The new denomination birthed out of Vanguard Presbytery will ground the work of discipling the nations in the local church and in the Presbyteries. We believe in Presbyterian polity to the core (Acts 15:6ff, Titus 1:5). General Assembly will hold the Presbyteries accountable to the work of the Great Commission rather than usurping that authority with a hierarchical, quasi Episcopal form of polity where the General Assembly permanent committees dictate a sociologically or culturally driven philosophy of ministry which can be out of touch with the local church or Presbyteries. Practically speaking, this means:

  • church planting efforts, including training, funding, deploying, and shepherding church planters and their church plants, will be conducted at the Presbytery level where greater input and direction is available to the men planting these churches.
  • the local Presbytery will be “hands on” in helping the church planter evangelize in his community, seeking to encourage him and his family in what can often be a lonely and daunting task.
  • the vital work of discipling the nations will emanate from the Presbytery and the emphasis will be on evangelism, church planting, and mercy ministry. Evangelism, as we see it practiced by our Lord Jesus and His apostles in the gospels and Acts, will be the driving force of mission activity wherever our missionaries are deployed. There will be an intentional and direct preaching of Christ crucified, calling men everywhere to repent and believe on the Lord Jesus Christ. Presbyteries will recruit, train, fund, and deploy missionaries to plant churches and work with like-minded Presbyterian and Reformed indigenous leadership wherever the Lord directs us.

▶ [CHALLENGES]
1. In the statement on Presbyterian polity, what actions will Presbyteries take with regard to missionaries? List every one.
2. Pick up the statement on Presbyterian polity after its final sentence and carry it forward.

▶ [SUPPLIED MATERIAL]
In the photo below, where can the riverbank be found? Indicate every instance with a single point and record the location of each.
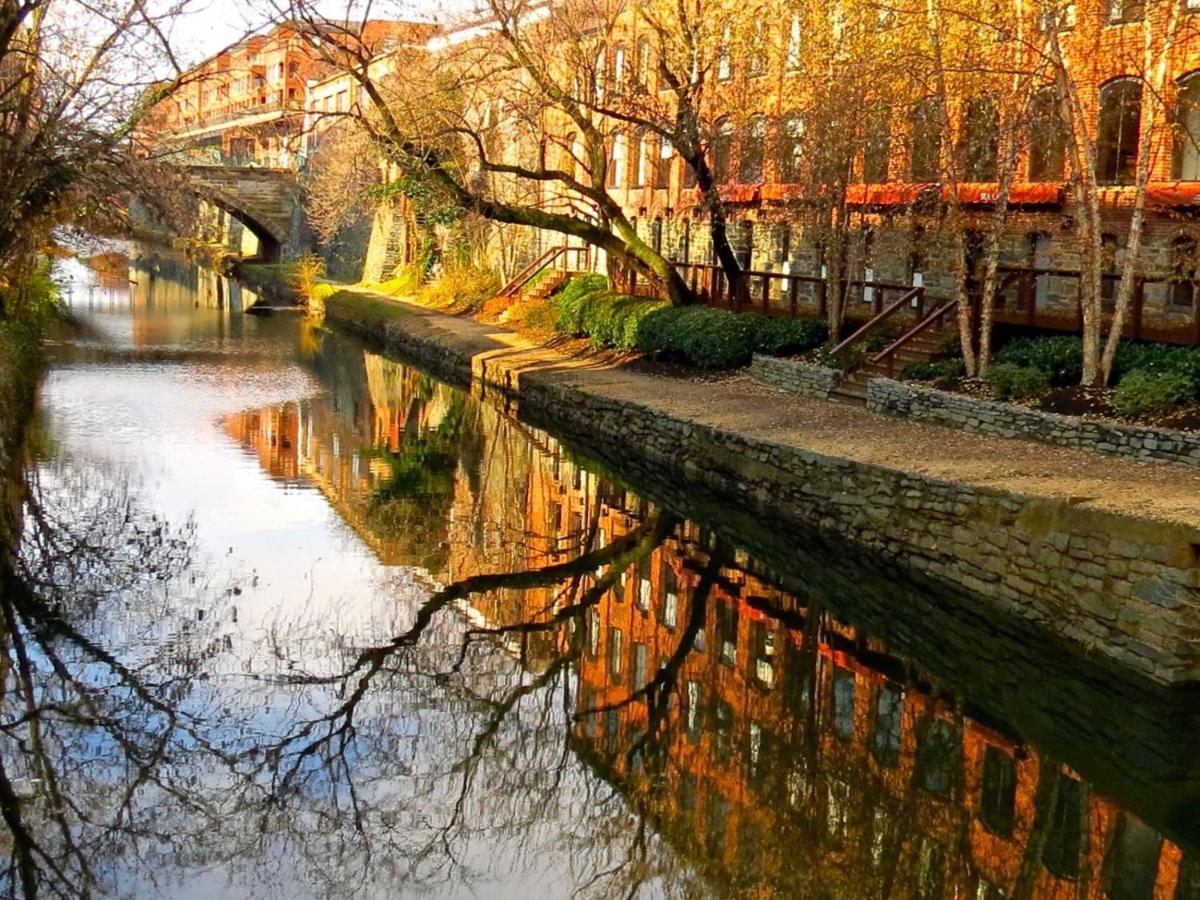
(22, 364)
(1102, 551)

▶ [ANSWERS BY TASK]
1. recruit, train, fund, deploy

2.
New Side

This continuing reformed, presbyterian denomination will follow in the train of Eighteenth-century New Side Presbyterians like William and Gilbert Tennent, Samuel Blair, and Samuel Davies. These men, while holding firmly to the Westminster Confession of Faith and the Larger and Shorter Catechisms, wholeheartedly embraced the outpouring of the Holy Spirit during the Great Awakening of 1735. The Old Side Presbyterians were skeptical of the work of the revival and were concerned about open air preaching and itinerant preachers who called people everywhere, even those in Presbyterian churches who were baptized as infants, to be born again, repent, and believe on Christ. The new side preachers’ clarion call was, “You must be born again.” We seek to do the same. The gospel must be preached anywhere, and everywhere, one-on-one, from the pulpit, and on the streets of our cities, stressing the necessity of the new birth through regeneration, which yields justification, and which proves its reality through sanctification, a growing ability to put off indwelling sin and to walk in a greater measure of gospel holiness.

Old School

A controversy arose in the 1820’s and 30’s between Old School Presbyterians such as Charles Hodge, Daniel Baker, and James Henley Thornwell, and New School Presbyterians such as Charles Finney. Old School men believed in the utter corruption of every man, that man must first be changed on the inside by the new birth and that without true conversion of men no lasting change can happen in any group of people. The New School Presbyterians, who were semi-pelagian, believed to a large degree in the basic goodness of man, that man was free to choose or reject God, and that by bringing good and moral changes to the world, culture could reach some level of utopia;

The New School Presbyterians compromised on Reformed doctrine as it is expressed in the Westminster Confession of Faith, allowing many exceptions to the Confession, while the Old School Presbyterians maintained continual fidelity and loyalty to the Confession and all it teaches. While we cannot stress too much the necessity of Confessional fidelity, we also know the heart of the problem is the problem of the heart. Therefore we seek to preach to the hearts, not merely the minds of people, asking and expecting the Holy Spirit to regenerate, justify, and sanctify the elect.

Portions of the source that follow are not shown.